** Work to be completed **
Please update the epididymitis text, starting at the words "Can I pass the" and stopping after "a child normally.". In that span, change every "teste" to "testicle".

** Given passage **

What if the swelling and pain don't get better after three days of antibiotics?
Most acute cases are treated well by antibiotics. Sometimes, a different antibiotic needs to be used or you may require hospitalization with stronger antibiotics given into your veins. If antibiotics don't stop the symptoms, your health care provider may suspect tuberculous epididymitis. If a pocket of pus ("abscess") has formed, more must be done. Surgery to drain the abscess or remove part or all of the epididymis might be needed. This is rare. Other problems that might need surgery: teste death with destroyed blood vessels ("testicular infarction"); an infection that drains through the skin ("cutaneous fistula").
Can I pass the infection to my sex partner?
- Yes, if the infection is from an STD. (This is most often the cause in men under 40 who have sex.) In this case, the infection can be passed back and forth through sex. Your sex partner needs to be treated as well.
- No, if the infection is from bacteria in the urinary tract. There is no risk of infecting your partner in this case.
Will my ability to father children be reduced?
If your teste has shrunk due to mumps orchitis or tuberculous epididymitis, the teste will make less sperm. In rare cases, the epididymis may be blocked after an infection. This would also reduce sperm from that teste. If only one teste is affected, then most men are able to father a child normally.
Will hormone production by the teste be affected?

** Records provided **
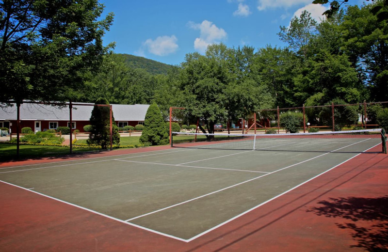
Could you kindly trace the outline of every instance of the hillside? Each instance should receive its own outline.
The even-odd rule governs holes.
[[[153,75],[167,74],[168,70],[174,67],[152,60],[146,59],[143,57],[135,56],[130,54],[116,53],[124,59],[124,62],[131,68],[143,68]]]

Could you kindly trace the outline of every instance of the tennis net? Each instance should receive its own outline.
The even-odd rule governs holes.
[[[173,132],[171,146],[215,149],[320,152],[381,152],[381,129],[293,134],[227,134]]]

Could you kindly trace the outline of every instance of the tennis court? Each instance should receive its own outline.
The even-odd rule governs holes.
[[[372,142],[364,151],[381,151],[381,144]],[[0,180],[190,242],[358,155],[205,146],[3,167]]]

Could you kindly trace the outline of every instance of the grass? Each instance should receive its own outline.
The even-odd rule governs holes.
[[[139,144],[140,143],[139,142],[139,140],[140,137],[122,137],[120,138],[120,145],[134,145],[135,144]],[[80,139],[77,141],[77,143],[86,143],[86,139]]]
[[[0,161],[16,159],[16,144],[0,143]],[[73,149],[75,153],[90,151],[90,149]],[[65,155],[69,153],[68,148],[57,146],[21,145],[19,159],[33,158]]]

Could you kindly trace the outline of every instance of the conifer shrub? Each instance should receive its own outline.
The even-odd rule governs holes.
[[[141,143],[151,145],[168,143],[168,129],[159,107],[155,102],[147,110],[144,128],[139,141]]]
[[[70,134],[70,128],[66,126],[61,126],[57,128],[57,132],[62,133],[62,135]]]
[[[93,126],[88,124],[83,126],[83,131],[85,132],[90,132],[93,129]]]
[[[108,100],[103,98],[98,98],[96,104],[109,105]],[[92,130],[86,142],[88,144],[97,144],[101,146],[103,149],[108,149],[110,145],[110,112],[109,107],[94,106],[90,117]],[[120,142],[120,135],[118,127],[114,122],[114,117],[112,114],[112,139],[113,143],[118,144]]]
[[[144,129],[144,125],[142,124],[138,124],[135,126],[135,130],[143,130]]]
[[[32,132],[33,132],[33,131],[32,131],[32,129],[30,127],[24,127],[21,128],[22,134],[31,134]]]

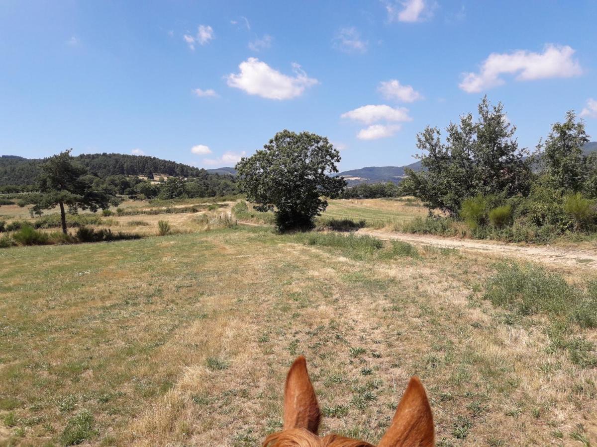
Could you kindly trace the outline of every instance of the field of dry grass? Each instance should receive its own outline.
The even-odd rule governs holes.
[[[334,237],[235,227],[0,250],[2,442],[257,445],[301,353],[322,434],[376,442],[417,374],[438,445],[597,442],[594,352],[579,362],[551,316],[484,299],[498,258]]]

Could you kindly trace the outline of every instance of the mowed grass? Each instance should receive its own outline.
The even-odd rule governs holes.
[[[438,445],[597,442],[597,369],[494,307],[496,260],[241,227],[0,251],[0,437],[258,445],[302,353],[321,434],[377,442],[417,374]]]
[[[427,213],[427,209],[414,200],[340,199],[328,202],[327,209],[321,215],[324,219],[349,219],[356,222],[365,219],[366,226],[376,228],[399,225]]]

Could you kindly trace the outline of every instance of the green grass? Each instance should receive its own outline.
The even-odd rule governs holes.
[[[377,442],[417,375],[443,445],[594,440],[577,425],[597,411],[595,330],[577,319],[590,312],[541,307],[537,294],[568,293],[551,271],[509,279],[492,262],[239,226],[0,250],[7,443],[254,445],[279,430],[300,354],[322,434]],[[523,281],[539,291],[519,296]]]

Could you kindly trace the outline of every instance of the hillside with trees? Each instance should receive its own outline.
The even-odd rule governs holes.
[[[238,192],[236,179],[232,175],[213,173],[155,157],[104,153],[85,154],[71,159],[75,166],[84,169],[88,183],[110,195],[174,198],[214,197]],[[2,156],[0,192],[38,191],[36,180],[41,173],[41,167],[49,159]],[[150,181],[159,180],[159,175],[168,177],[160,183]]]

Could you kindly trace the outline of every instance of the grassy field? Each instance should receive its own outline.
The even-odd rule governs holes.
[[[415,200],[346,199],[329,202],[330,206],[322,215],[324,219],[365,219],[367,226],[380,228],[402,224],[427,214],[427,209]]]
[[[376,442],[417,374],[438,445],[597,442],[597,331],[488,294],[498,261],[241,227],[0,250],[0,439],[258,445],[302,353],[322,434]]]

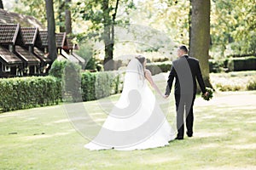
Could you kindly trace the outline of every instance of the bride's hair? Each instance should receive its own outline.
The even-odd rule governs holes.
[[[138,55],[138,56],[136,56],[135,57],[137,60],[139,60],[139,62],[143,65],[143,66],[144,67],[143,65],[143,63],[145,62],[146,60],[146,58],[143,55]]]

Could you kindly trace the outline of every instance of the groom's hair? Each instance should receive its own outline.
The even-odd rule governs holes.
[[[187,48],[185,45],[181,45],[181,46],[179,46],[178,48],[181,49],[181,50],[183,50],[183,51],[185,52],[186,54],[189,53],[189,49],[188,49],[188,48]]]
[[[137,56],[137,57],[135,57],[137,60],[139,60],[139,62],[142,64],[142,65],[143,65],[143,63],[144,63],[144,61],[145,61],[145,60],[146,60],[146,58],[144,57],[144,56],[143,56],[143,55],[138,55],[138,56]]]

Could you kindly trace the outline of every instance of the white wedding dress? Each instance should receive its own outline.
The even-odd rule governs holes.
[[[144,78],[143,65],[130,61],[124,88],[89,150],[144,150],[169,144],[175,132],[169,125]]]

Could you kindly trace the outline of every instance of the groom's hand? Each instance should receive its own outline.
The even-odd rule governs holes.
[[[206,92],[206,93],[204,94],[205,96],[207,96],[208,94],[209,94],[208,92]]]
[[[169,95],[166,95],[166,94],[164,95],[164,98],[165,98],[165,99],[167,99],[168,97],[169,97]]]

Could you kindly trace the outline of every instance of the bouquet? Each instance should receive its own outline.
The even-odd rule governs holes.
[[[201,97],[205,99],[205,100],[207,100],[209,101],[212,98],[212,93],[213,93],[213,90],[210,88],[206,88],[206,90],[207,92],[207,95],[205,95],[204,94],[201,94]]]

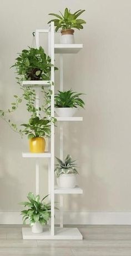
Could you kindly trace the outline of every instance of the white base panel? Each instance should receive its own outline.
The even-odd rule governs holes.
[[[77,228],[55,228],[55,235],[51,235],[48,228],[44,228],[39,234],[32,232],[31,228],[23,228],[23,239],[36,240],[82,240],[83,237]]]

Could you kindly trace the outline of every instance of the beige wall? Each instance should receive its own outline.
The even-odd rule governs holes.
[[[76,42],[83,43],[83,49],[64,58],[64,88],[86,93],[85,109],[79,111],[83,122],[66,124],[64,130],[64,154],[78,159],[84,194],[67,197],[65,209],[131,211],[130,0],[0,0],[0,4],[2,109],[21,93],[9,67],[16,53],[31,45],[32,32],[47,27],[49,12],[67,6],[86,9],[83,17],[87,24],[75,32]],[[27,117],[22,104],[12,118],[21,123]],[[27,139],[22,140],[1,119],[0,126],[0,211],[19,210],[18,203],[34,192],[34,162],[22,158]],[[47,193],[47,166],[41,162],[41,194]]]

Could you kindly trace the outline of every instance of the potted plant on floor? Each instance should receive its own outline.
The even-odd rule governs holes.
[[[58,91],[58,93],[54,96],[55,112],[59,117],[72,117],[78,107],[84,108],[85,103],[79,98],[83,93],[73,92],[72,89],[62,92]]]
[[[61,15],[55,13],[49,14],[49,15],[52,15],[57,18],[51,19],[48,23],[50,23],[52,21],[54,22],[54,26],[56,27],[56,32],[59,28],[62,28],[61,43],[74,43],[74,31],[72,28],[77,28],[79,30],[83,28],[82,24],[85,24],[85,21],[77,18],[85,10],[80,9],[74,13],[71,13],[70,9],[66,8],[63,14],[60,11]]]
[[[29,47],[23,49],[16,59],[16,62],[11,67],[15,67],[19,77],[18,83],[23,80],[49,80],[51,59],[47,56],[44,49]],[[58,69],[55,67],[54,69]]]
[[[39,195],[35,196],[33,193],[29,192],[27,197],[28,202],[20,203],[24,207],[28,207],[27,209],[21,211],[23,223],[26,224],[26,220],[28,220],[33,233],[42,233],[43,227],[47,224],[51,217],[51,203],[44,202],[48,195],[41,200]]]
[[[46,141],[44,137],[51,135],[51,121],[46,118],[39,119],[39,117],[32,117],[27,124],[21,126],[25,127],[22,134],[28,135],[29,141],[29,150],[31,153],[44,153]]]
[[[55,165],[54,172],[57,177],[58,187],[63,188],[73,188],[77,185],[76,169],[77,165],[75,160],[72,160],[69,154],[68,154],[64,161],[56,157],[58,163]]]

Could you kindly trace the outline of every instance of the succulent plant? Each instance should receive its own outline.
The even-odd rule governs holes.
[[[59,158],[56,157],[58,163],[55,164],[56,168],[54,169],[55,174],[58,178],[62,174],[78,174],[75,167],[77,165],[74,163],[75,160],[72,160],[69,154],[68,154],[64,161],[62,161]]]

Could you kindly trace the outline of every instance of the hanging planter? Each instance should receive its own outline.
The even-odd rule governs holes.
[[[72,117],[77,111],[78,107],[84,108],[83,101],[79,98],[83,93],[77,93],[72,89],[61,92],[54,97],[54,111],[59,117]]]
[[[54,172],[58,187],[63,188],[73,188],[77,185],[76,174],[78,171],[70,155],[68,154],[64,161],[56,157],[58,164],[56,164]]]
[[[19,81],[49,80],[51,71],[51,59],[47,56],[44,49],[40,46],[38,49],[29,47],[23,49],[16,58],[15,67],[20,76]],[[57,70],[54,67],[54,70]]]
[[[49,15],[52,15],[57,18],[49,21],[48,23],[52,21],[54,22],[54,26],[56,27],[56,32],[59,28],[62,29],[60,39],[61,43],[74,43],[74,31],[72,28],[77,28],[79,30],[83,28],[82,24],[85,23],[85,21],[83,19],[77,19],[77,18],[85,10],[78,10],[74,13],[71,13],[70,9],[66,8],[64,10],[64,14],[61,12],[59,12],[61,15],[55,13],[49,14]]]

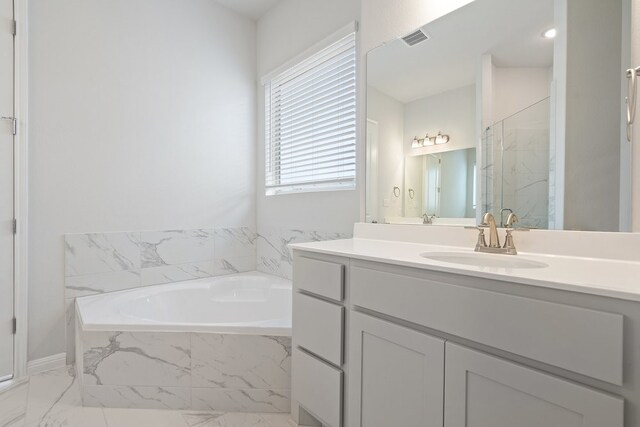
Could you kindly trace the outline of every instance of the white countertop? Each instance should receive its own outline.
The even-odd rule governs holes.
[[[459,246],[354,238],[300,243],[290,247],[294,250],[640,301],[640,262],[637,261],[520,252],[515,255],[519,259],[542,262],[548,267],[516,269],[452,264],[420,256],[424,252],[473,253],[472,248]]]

---

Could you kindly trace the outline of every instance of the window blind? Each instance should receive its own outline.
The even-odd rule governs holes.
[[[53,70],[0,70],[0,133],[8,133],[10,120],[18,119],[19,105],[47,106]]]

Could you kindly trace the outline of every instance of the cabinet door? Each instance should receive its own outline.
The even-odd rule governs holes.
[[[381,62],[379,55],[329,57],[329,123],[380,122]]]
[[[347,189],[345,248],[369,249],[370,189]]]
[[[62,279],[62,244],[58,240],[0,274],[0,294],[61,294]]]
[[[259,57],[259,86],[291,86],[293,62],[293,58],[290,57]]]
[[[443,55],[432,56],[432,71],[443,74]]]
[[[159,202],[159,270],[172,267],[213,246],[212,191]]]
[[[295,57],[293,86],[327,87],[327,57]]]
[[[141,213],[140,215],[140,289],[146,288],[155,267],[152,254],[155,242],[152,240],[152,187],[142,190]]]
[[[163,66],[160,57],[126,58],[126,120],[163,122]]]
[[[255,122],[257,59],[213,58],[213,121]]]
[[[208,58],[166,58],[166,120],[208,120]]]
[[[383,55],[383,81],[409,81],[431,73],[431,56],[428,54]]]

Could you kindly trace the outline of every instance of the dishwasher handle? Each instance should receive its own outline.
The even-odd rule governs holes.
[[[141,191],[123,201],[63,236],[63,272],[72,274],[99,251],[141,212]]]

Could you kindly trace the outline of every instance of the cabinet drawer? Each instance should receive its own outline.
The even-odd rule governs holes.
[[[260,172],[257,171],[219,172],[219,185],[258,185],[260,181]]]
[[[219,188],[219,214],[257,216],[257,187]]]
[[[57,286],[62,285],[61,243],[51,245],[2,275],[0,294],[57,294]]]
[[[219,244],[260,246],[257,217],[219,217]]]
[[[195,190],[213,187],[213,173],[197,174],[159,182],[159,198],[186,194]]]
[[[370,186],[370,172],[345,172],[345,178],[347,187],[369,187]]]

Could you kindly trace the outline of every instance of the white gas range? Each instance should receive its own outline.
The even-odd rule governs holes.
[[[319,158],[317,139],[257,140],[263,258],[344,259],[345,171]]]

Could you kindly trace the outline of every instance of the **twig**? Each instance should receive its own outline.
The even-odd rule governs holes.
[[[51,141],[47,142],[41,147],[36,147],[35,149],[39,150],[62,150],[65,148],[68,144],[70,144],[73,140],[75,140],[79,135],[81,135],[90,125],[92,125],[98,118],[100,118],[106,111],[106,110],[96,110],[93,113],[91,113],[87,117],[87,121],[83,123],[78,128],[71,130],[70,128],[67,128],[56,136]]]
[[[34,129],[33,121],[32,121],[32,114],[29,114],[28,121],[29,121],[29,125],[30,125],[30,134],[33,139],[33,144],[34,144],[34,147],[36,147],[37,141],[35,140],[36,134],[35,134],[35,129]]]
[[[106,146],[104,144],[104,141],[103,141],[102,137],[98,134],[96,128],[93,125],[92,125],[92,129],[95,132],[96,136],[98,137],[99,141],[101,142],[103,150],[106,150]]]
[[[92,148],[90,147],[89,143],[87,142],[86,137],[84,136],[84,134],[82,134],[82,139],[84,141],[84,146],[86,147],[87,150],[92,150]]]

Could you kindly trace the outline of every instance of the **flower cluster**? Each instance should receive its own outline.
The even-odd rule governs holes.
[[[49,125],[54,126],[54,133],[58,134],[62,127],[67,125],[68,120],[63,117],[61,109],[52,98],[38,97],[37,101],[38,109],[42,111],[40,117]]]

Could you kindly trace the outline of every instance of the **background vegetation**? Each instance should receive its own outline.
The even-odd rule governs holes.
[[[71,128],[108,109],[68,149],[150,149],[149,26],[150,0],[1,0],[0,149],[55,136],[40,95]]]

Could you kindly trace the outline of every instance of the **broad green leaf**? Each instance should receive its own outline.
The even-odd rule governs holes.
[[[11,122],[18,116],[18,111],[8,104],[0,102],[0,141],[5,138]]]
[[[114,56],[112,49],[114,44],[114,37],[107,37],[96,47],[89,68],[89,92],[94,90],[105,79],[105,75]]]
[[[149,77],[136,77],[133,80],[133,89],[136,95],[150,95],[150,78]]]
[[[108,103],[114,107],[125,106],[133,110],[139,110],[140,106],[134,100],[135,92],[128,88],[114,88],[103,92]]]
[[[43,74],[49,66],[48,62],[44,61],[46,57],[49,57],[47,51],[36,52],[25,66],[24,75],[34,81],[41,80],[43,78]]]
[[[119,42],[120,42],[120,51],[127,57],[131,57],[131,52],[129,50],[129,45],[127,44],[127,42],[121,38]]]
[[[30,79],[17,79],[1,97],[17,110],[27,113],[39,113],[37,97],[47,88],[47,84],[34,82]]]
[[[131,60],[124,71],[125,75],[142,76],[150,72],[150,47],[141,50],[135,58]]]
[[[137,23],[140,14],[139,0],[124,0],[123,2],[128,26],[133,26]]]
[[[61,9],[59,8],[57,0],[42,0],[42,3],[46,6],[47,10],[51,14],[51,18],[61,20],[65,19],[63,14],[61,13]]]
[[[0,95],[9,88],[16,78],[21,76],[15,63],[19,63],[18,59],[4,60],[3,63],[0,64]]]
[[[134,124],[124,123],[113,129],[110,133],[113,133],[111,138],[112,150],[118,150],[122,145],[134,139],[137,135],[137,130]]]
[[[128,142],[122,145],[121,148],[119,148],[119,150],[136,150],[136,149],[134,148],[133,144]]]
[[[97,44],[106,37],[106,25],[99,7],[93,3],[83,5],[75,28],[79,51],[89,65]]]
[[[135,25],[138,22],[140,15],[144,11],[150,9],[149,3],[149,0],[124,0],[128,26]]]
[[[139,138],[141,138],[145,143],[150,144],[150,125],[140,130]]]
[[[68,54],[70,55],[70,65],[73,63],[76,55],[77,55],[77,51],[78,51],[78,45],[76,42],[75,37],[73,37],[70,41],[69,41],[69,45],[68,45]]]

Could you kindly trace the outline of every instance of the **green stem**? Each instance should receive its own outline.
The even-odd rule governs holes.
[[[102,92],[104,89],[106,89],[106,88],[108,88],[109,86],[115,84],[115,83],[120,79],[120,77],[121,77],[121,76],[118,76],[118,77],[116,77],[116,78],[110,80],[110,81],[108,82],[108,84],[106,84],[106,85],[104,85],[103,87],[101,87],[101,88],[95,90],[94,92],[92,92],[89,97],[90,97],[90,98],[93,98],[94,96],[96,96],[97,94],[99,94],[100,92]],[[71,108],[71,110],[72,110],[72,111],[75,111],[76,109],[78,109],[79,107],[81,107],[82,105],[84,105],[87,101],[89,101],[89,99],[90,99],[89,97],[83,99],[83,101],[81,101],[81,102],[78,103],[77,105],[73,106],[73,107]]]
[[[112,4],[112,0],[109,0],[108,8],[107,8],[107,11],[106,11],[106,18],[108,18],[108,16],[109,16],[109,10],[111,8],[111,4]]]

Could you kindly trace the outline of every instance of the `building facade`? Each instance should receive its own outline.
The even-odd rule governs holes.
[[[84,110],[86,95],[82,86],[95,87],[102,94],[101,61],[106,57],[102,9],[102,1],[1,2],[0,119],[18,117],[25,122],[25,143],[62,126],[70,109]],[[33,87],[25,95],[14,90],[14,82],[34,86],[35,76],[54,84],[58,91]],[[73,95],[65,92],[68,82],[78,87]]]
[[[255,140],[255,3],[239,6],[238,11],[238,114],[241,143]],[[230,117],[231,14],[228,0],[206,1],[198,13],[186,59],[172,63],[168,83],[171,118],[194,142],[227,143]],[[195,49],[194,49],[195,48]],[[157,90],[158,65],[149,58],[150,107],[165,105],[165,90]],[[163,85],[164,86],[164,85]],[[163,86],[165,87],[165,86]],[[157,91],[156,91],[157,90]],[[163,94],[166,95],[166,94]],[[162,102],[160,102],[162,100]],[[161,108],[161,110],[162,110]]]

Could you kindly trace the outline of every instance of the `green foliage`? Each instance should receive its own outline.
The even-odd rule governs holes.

...

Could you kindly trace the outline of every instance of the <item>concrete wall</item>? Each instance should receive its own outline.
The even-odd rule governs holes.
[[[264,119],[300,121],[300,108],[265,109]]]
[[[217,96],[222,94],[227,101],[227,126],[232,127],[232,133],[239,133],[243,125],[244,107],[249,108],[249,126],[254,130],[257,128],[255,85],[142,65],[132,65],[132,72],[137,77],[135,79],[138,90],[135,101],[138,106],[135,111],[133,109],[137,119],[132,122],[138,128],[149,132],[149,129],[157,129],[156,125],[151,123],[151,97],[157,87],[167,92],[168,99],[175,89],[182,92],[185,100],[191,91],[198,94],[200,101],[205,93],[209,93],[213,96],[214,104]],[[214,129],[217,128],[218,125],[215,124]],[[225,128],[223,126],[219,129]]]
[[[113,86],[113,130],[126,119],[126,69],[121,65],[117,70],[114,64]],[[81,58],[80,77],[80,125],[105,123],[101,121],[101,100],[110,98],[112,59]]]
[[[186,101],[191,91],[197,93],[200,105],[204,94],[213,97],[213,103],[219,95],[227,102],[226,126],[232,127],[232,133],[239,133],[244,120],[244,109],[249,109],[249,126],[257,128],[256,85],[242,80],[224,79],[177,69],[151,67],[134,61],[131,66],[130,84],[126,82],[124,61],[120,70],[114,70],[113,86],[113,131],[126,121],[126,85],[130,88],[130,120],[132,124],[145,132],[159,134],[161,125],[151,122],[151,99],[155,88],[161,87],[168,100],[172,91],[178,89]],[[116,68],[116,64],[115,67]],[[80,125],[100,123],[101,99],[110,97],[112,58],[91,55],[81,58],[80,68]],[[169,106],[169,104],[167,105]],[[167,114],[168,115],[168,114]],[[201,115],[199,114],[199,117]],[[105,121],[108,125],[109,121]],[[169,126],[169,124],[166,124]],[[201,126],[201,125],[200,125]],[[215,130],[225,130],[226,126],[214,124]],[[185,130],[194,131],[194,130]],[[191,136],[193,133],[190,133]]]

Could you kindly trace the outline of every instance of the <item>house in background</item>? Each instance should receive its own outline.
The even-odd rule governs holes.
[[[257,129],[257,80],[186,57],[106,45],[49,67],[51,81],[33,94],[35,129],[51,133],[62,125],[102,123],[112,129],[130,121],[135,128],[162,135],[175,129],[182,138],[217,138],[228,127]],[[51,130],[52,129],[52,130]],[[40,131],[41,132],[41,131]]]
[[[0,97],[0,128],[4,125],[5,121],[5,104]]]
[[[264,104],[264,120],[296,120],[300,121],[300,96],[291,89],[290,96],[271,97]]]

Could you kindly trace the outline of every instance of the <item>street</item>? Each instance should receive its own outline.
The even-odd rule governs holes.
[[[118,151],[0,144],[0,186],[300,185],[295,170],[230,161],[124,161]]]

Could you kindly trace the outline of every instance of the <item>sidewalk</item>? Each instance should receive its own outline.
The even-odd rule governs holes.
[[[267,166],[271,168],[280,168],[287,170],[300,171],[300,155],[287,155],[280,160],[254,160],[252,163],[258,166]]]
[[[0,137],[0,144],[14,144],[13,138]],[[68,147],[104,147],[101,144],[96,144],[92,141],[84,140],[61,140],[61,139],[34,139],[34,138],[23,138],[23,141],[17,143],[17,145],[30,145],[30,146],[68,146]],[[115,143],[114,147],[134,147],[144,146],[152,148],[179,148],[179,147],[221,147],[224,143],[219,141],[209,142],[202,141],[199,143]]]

** Exercise solution **
Can I pass the infection to my sex partner?
- Yes, if the infection is from an STD. (This is most often the cause in men under 40 who have sex.) In this case, the infection can be passed back and forth through sex. Your sex partner needs to be treated as well.
- No, if the infection is from bacteria in the urinary tract. There is no risk of infecting your partner in this case.
Will my ability to father children be reduced?
If your testicle has shrunk due to mumps orchitis or tuberculous epididymitis, the testicle will make less sperm. In rare cases, the epididymis may be blocked after an infection. This would also reduce sperm from that testicle. If only one testicle is affected, then most men are able to father a child normally.